▸ REQUEST: Please copy each of the records below word for word.

▸ RECORD EXTRACTS:

● ● ●

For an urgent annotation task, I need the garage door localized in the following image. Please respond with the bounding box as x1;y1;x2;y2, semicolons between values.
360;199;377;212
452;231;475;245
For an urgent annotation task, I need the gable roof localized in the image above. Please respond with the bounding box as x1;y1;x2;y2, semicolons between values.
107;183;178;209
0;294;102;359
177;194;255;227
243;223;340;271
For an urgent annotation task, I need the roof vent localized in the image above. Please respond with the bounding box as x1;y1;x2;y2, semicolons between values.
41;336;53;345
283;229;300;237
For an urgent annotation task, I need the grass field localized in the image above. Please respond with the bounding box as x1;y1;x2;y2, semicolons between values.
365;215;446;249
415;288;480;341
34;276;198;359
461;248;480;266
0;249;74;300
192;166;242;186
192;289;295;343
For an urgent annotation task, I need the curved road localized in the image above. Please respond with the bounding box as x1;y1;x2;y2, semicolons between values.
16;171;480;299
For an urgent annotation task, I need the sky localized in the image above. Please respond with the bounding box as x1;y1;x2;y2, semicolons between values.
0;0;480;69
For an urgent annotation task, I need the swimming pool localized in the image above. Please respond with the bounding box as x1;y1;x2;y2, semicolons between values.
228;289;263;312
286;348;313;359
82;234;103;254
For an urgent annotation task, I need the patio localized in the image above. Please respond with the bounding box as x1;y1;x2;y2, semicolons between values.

● ● ●

▸ TASK OUTPUT:
For an urgent annotation task, I need the garage door localized in the following image. Please respond with the bounding box as x1;y1;x2;y2, semicolons between values.
360;199;377;212
452;231;475;245
For an urgent annotation task, I need the gable roof localized in the image above. Please respond with the bounding box as x1;y1;x2;y2, semicolons between values.
107;183;178;209
0;294;102;359
177;194;255;227
243;223;340;271
For an urgent annotation task, I need the roof vent localized in the image above. Please respond with the bounding box as x1;y1;x2;y2, semicolons between values.
41;336;53;345
283;229;300;237
For an urgent annotation task, I need the grass field localized in the image above. Please respond with the bounding box as x1;y1;x2;y2, semicolons between values.
365;215;446;249
415;288;480;341
34;276;198;359
461;248;480;266
0;249;74;300
192;166;242;186
192;289;295;343
For an urgent annotation task, I need the curved road localized in the image above. Please respond with the bounding box as x1;y1;x2;y2, semicolons between values.
16;171;480;299
For an urgent annotation task, I need the sky localized in the image above. Please respond with the bounding box as x1;y1;x2;y2, semicolons between values.
0;0;480;69
For an urgent annotation task, I need the swimming pool localized in the image above. Please respond with the bounding box as x1;y1;x2;y2, semicolons between values.
228;289;263;312
286;348;313;359
82;234;103;254
For an urgent annotation task, I need the patio localized in the image above. Please respond with the bounding box as x1;y1;x2;y2, semicolons between values.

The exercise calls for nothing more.